# Activity
Only one stretch of the data below is wanted: the lines starting at the one with "target | bed footboard" and ending at the one with "task | one point per instance, each pair like [520, 349]", both included, given again exactly.

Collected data
━━━━━━━━

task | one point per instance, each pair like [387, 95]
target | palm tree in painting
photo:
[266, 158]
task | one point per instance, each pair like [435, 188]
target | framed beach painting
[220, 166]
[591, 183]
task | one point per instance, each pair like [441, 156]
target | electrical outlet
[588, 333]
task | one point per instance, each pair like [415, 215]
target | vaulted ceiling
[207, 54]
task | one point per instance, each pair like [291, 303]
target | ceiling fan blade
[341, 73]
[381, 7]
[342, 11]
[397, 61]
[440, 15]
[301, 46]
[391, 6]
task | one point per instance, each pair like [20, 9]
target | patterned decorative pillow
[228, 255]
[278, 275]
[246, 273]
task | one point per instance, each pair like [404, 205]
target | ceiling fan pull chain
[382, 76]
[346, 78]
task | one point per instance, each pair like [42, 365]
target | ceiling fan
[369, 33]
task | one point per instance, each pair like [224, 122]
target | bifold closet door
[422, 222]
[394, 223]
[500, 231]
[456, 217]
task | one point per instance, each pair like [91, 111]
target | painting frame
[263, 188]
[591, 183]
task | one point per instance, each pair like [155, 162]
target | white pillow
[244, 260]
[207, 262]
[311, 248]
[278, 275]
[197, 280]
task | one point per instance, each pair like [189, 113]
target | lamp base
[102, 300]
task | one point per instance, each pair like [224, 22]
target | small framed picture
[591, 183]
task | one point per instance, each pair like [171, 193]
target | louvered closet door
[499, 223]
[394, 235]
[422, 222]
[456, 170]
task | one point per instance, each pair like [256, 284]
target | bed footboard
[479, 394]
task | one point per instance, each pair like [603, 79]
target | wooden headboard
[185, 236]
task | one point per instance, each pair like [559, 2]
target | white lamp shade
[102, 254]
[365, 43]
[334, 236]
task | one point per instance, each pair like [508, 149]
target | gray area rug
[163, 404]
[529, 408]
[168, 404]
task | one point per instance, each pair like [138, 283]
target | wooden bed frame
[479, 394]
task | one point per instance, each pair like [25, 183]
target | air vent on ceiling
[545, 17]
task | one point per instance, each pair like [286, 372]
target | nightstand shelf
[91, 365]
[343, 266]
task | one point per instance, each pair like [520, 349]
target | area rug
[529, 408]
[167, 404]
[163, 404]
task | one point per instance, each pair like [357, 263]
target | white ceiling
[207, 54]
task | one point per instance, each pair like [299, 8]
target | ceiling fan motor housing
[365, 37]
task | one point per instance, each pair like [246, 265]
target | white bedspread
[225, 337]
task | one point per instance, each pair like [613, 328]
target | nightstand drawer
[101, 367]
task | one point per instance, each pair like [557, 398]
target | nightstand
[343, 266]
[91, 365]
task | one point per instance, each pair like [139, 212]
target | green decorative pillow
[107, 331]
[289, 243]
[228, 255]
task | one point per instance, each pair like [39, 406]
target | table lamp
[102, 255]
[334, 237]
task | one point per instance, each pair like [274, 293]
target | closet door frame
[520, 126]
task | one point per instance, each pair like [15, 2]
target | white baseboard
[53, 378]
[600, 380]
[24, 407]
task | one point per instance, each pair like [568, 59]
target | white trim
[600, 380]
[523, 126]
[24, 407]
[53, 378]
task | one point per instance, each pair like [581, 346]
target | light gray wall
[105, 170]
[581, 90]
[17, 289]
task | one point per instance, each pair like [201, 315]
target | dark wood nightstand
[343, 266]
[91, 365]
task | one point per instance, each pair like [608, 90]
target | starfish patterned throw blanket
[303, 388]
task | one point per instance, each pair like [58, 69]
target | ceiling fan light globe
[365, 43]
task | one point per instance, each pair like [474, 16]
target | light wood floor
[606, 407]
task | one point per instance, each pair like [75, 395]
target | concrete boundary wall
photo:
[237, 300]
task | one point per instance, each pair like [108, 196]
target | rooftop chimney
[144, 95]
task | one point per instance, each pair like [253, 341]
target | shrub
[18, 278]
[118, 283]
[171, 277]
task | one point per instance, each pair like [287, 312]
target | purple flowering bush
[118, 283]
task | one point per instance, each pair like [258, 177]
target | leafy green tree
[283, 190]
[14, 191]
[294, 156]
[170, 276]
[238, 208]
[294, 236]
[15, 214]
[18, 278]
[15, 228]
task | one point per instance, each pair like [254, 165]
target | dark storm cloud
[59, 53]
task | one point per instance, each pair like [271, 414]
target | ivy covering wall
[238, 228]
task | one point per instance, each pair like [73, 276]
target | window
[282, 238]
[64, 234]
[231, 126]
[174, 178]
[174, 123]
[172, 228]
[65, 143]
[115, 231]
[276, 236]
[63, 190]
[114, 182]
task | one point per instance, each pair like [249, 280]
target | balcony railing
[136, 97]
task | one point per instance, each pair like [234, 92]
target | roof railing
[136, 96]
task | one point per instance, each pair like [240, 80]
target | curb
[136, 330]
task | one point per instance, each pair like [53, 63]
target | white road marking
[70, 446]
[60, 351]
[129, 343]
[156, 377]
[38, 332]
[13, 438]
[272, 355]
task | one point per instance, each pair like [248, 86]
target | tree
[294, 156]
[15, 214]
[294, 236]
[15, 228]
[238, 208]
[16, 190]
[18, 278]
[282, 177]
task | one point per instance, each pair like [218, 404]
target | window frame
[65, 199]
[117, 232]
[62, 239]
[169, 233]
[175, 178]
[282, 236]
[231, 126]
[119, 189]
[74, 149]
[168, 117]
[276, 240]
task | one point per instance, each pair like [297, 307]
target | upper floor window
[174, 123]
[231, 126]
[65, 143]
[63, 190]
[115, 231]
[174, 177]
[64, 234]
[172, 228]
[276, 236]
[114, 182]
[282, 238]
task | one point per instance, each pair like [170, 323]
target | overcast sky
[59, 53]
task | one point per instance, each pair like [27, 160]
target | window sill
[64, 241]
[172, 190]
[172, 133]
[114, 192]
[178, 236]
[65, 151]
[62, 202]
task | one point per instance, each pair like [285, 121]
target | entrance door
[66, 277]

━━━━━━━━

# Your solution
target | bed footboard
[479, 394]
task | one point per instance, each pair like [603, 79]
target | wooden headboard
[185, 236]
task | one point per instance, each pair like [559, 2]
target | white lamp shade
[102, 254]
[365, 43]
[334, 236]
task | one point per instance, each pair like [508, 149]
target | gray area rug
[163, 404]
[529, 408]
[168, 404]
task | one point per instance, each pair like [138, 283]
target | wooden bed frame
[479, 394]
task | one point per instance, each pair like [25, 183]
target | air vent on ceiling
[545, 17]
task | one point per instance, each pair like [286, 372]
target | nightstand shelf
[91, 365]
[343, 266]
task | one point per instance, each pair like [520, 349]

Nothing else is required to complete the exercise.